=== Given text ===
▶

Author: Ashley Johnson, Allergychoices
Allergies are on the rise! According to the Centers for Disease Control and Prevention, from 1997 to 2011, food and skin allergies increased in children under the age of 18. In addition, inhalant and environmental allergen complaints grow among the general population. There are many theories as to why allergic disease is increasing including the hygiene hypothesis, as well as longer allergy seasons due to global climate change.
The most supported theory behind the increase of allergies is the hygiene hypothesis. The AAAAI (American Academy of Allergy Asthma & Immunology) states that the hygiene hypotheses, “…suggests that living conditions in much of the world might be too clean and that kids aren’t being exposed to germs that train their immune systems to tell the difference between harmless and harmful irritants.”
The theory was first introduced in the late 1980s by David P. Strachan, a professor of epidemiology. Today the theory is supported by several studies that show that in developed countries where there is better sanitation, water supplies, and children with fewer infections, there is a significant increase in allergy compared to populations in less developed areas.

◀

=== Task set ===
- 1) According to the text on rising allergies, who first introduced the hygiene hypothesis, and when?
- 2) From the allergy text, output the passage starting at "The theory was" and ending at "less developed areas.".

=== Data listing ===

▶

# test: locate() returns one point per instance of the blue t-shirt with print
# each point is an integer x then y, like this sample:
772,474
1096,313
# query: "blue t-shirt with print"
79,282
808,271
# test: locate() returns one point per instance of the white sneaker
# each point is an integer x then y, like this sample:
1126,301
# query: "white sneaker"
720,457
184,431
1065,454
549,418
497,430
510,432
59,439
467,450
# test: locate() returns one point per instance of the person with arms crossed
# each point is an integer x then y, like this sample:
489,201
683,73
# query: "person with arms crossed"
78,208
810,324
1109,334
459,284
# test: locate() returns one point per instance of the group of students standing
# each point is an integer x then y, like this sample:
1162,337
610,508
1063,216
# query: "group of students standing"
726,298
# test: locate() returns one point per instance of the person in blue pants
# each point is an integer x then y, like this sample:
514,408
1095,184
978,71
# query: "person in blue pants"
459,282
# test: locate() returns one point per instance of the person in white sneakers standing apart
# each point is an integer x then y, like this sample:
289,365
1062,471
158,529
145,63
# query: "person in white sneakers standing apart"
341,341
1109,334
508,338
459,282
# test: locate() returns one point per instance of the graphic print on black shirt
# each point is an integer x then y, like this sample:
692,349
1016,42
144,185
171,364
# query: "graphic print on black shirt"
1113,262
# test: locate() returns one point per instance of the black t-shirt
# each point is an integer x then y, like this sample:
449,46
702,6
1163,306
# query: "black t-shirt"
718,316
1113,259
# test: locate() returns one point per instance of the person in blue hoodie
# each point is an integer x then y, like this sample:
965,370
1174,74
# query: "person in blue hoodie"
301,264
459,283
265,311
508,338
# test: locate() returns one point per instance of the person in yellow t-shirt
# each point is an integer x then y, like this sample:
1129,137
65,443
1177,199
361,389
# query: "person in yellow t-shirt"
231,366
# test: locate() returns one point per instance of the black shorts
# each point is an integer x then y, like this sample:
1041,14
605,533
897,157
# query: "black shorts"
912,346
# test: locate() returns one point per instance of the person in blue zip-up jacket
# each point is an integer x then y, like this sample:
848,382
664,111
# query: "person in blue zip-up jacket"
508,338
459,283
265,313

◀

=== Solution list ===
- 1) David P. Strachan, a professor of epidemiology, introduced it in the late 1980s.

- 2)
The theory was first introduced in the late 1980s by David P. Strachan, a professor of epidemiology. Today the theory is supported by several studies that show that in developed countries where there is better sanitation, water supplies, and children with fewer infections, there is a significant increase in allergy compared to populations in less developed areas.